= SHORT PROBLEM =
Reproduce every one of the following records word for word, keeping each line unchanged and in the same order.

= THE INPUT =

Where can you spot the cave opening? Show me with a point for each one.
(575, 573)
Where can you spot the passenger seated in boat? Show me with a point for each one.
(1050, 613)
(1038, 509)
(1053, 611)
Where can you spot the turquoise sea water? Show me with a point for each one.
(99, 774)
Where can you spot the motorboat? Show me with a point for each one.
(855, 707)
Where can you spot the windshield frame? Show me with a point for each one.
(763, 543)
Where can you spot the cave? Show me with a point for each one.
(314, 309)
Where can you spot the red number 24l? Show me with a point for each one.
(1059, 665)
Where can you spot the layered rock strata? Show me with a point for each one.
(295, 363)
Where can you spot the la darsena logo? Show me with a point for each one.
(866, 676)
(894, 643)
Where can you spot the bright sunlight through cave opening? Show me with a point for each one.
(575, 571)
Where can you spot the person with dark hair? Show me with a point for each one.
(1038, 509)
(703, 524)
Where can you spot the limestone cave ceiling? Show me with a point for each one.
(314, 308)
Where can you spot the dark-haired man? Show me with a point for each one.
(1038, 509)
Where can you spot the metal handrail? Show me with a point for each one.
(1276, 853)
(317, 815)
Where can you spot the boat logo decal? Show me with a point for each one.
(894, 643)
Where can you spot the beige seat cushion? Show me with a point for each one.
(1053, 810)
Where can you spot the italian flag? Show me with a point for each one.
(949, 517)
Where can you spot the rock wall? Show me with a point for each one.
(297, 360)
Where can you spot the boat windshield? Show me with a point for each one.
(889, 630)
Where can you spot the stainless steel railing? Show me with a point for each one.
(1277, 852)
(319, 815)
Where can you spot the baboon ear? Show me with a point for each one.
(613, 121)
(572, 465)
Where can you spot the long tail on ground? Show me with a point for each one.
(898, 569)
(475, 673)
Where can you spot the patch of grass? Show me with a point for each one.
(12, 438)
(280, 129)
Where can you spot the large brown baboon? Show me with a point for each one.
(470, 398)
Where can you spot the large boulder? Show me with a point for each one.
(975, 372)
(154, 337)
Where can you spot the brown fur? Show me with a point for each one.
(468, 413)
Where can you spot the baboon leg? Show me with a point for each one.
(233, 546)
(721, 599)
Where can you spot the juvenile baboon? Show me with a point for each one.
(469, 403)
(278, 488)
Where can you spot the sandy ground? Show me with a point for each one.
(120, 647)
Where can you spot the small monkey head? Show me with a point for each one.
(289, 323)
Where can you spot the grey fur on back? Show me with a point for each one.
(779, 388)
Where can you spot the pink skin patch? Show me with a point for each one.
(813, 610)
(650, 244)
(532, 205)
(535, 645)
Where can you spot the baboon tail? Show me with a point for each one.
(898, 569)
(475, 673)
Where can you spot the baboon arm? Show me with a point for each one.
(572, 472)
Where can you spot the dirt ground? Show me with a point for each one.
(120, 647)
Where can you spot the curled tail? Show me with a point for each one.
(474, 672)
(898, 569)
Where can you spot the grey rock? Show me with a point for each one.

= SOLUTION TO THIS TASK =
Where can you spot the cave opening? Show me with a point for each one.
(575, 573)
Where can you spot the passenger seated in boat? Show me with a point for each one.
(1050, 613)
(1038, 509)
(1053, 611)
Where can you spot the turquoise sea water? Show me with a point for each one.
(99, 774)
Where can you spot the motorboat? Show me with a point for each one.
(855, 707)
Where can you spot the windshield frame? Show me with a point for each one.
(763, 543)
Where can you spot the cave? Show me with a point for each one.
(314, 309)
Where can you spot the red number 24l? Show me with a point for each one.
(1059, 665)
Where can you spot the layered rock strata? Show me with a point for each one.
(295, 363)
Where can you spot the la darsena logo? Show me with a point for each one.
(866, 676)
(894, 643)
Where can you spot the bright sunlight through cave opening? Show me with a point for each one.
(575, 571)
Where can you spot the person with dark hair? Show me with a point for each one.
(1038, 509)
(703, 524)
Where can you spot the limestone cave ceiling? Show me with a point for each one.
(314, 308)
Where can you spot the dark-haired man? Show me with a point for each one.
(1038, 509)
Where can you spot the metal handrail? Show me with a point for each one.
(1276, 853)
(317, 815)
Where can you spot the boat logo decal? Show me with a point for each one.
(894, 643)
Where can you spot the beige seat cushion? Show me with a point for each one.
(1053, 810)
Where can you spot the italian flag? Show me with a point for each one.
(949, 517)
Where can you spot the rock wall? Show me with a point for each one.
(297, 360)
Where can you spot the boat windshield? Show me with a point for each one.
(889, 630)
Where can you spot the stainless steel railing? Show me with a point for each one.
(1277, 852)
(319, 815)
Where can you spot the baboon ear? Show me with a point for each one.
(613, 121)
(572, 465)
Where can you spot the long tail on ground? Show me with a point for each one.
(898, 569)
(475, 673)
Where can you spot the patch of grass? Show me with a point for each one.
(12, 438)
(280, 129)
Where can you spot the large brown baboon? Show me with a point for each one.
(470, 398)
Where can you spot the large boulder? Show me with a point for each one.
(975, 372)
(154, 337)
Where can you spot the brown fur? Show me with a point for each one.
(468, 413)
Where can you spot the baboon leg? Show me with a point for each one.
(233, 546)
(721, 599)
Where can you spot the juvenile baboon? Show me with a point for each one.
(469, 403)
(278, 488)
Where can you spot the sandy ground? Show me with a point for each one.
(120, 647)
Where can you spot the small monkey head? Show me with a point for each one.
(289, 323)
Where can you spot the grey fur on back? Show me with a point for each one.
(779, 388)
Where can you spot the pink skin patch? Show me with a point for each one.
(813, 610)
(650, 244)
(532, 205)
(535, 645)
Where can you spot the baboon tail? Show me with a point for each one.
(898, 569)
(475, 673)
Where can you spot the baboon arm? Show me with a point for each one.
(572, 472)
Where can you spot the dirt ground? Show me with a point for each one.
(120, 647)
Where can you spot the curled tail? Show me with a point for each one.
(474, 672)
(898, 569)
Where can you spot the grey rock? Show me with a point for each one.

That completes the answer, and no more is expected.